Directive: Copy the lines below word for word, starting at the line that contains "form [(38, 128)]." and ending at the line that contains "187), (145, 137)]", with both of those lines included.
** START Dataset records **
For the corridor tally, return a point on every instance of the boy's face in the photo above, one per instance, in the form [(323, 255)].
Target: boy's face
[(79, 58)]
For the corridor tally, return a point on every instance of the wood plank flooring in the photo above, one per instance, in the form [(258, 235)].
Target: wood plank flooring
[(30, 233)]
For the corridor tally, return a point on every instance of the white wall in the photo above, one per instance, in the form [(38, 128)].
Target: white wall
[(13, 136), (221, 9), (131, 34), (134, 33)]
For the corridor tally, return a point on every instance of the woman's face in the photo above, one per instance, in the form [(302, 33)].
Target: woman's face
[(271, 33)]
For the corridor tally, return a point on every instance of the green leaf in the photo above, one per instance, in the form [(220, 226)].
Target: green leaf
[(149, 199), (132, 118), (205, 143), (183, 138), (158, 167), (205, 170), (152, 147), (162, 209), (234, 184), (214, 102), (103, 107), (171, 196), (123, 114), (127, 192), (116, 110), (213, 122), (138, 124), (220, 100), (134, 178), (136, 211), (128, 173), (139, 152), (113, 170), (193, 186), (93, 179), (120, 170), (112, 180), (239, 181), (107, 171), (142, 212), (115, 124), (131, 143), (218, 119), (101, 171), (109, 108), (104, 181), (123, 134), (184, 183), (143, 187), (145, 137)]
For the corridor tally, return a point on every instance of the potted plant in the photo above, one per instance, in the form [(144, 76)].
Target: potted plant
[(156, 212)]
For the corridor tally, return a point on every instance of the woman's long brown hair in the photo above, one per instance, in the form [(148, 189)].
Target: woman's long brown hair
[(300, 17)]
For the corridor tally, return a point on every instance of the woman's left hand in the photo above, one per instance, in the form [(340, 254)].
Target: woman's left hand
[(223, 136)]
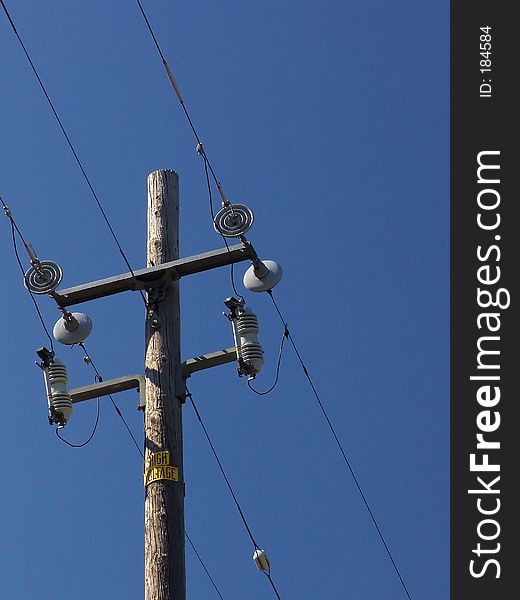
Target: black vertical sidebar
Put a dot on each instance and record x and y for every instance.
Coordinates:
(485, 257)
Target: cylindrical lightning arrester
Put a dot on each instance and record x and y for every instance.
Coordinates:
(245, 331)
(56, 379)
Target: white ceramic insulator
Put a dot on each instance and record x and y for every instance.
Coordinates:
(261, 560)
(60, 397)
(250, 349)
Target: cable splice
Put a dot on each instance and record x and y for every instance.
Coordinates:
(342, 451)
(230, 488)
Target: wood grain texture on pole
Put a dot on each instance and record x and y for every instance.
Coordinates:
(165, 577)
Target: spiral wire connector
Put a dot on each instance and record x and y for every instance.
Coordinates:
** END Dataset records **
** START Dataset records **
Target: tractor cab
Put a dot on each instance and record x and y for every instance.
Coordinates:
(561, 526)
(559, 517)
** END Dataset records **
Solution below:
For the corridor tally, return a point on every instance of the white wall in the photo above, one per instance, in the form [(38, 128)].
Target: white wall
[(13, 136), (221, 9), (131, 34), (134, 33)]
For the corridor tally, return a point on every instance of the woman's face in the photo above, one per instance, in the form [(302, 33)].
Target: woman's face
[(271, 33)]
For the corridor tally, return a point on every instance of the green leaf in the photo above, one per instance, in the form [(220, 226)].
Target: green leaf
[(149, 199), (132, 118), (205, 143), (183, 138), (158, 167), (205, 170), (152, 147), (162, 209), (234, 184), (214, 102), (103, 107), (171, 196), (123, 114), (127, 192), (116, 110), (213, 122), (138, 124), (220, 100), (134, 178), (136, 211), (128, 173), (139, 152), (113, 170), (193, 186), (93, 179), (120, 170), (112, 180), (239, 181), (107, 171), (142, 212), (115, 124), (131, 143), (218, 119), (101, 171), (109, 108), (104, 181), (123, 134), (184, 183), (143, 187), (145, 137)]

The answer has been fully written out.